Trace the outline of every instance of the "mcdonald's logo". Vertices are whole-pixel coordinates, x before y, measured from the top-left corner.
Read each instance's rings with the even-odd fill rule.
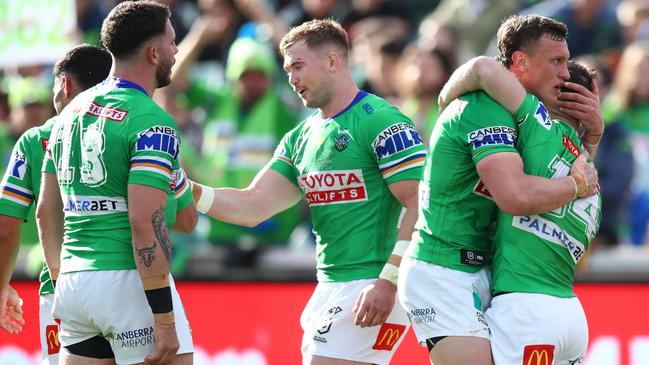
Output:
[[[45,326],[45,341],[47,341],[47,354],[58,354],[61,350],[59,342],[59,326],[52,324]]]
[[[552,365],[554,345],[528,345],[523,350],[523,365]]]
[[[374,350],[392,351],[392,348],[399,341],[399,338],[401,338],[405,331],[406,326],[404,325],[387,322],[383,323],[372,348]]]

---

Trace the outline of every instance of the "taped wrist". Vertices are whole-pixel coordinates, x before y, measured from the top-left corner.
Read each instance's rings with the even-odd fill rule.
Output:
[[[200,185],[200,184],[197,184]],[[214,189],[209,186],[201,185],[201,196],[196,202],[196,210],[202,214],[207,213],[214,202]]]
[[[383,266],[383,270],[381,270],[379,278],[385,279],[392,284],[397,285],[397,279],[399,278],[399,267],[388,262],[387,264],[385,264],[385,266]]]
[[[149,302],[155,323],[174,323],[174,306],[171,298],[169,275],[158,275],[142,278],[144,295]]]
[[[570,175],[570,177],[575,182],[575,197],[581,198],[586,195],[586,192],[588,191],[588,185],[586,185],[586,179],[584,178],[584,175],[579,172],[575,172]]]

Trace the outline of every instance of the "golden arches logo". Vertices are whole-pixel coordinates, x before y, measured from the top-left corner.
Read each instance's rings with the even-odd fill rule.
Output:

WHAT YOU NEED TO DO =
Work out the number of lines in this listing that include the word "from". Reply with that number only.

FINISHED TASK =
3